> **What you will do**
Copy out every line, starting with the line with "tag the blurred" and going on through the line with "<point>785,352</point>", keeping each request but multiplying the point coordinates in the answers by 1.05 and rounding them to whole numbers, with halves rounded up.

(Saved data entries)
>>>
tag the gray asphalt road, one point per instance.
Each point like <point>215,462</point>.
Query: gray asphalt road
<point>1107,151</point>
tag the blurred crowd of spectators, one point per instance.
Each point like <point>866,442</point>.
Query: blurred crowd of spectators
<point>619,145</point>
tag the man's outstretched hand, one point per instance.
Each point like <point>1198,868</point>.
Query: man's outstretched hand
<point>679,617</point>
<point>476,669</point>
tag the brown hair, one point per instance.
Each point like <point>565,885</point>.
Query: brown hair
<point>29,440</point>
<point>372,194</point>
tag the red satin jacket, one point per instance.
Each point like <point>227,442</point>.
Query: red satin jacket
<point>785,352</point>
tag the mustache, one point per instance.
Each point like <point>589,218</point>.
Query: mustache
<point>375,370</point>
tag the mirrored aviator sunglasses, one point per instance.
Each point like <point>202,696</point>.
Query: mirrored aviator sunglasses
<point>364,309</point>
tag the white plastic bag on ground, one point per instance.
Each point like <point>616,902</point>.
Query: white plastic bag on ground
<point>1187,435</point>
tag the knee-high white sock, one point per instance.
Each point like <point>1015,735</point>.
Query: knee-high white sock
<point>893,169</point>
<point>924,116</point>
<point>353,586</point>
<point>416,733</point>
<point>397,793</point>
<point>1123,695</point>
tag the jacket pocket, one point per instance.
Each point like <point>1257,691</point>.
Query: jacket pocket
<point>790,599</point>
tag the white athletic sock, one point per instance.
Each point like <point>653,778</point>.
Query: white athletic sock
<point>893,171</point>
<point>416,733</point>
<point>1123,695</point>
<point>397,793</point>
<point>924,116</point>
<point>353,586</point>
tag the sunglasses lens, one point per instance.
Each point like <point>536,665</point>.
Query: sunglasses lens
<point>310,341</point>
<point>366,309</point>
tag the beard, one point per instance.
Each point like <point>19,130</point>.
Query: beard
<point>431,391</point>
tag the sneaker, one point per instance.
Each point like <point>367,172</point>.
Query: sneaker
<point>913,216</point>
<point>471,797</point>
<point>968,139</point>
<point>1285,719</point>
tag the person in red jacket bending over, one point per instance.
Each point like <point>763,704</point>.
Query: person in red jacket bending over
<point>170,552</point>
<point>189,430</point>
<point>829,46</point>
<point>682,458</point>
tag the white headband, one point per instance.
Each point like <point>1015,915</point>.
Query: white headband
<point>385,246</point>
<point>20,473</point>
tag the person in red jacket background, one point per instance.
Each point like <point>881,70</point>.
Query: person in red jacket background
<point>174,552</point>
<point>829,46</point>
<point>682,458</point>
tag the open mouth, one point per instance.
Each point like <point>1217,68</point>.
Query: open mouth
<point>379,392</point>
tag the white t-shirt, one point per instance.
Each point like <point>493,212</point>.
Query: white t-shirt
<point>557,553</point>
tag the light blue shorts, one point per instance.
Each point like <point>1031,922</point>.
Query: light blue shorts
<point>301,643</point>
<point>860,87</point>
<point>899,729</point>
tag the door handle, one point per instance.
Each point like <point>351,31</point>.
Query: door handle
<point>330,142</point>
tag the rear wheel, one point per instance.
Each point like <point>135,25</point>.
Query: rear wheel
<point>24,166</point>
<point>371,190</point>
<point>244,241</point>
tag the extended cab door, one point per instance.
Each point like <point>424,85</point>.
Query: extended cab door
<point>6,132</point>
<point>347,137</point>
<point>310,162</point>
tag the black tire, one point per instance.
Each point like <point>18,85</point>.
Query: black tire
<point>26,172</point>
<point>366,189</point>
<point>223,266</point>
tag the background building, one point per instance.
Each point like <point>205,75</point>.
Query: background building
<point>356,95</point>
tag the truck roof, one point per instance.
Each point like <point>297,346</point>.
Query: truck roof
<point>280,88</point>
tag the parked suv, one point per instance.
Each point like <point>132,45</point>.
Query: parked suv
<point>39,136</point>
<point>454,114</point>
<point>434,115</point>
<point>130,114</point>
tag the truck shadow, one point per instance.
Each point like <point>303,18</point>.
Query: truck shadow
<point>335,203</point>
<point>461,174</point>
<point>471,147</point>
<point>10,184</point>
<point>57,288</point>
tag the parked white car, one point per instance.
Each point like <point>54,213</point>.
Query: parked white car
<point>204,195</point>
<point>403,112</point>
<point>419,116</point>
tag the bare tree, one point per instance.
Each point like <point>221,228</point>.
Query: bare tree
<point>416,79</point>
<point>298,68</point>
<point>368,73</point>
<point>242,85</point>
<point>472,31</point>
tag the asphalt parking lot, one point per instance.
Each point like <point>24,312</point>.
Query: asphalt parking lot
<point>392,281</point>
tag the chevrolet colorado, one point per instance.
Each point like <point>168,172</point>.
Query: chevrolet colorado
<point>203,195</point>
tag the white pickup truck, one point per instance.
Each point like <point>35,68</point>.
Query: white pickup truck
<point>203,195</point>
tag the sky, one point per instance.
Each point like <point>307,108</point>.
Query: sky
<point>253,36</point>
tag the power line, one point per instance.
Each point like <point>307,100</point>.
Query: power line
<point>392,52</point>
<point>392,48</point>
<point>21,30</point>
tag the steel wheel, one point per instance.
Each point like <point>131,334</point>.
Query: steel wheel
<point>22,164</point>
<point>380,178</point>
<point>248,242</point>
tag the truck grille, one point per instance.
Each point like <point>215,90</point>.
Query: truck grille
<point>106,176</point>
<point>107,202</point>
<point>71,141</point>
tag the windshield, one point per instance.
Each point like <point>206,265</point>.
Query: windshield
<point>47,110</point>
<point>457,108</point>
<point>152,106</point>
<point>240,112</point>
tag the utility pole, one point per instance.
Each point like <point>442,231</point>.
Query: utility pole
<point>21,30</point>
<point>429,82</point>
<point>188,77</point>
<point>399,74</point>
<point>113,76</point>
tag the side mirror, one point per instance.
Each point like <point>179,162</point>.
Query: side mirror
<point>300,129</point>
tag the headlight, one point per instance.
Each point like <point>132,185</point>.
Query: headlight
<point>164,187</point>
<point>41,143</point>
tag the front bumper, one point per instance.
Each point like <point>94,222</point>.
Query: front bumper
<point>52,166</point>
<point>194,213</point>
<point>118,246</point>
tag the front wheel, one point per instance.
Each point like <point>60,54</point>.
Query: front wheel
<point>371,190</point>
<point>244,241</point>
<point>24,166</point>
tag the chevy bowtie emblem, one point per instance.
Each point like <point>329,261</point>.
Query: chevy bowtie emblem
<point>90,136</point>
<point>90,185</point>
<<<
> **Final result**
tag the blurred crowd of spectators, one point per instance.
Each point like <point>866,442</point>.
Query: blurred crowd of spectators
<point>650,152</point>
tag the man's outstretched hand, one point per instance.
Each point like <point>1198,868</point>.
Query: man's outstretched hand
<point>713,648</point>
<point>500,702</point>
tag the brown hair, one point per instance.
Each point like <point>565,885</point>.
Query: brown hair
<point>30,462</point>
<point>391,204</point>
tag the red satin jacket, one point per instance.
Each point like <point>227,442</point>.
Query: red satin jacket
<point>824,370</point>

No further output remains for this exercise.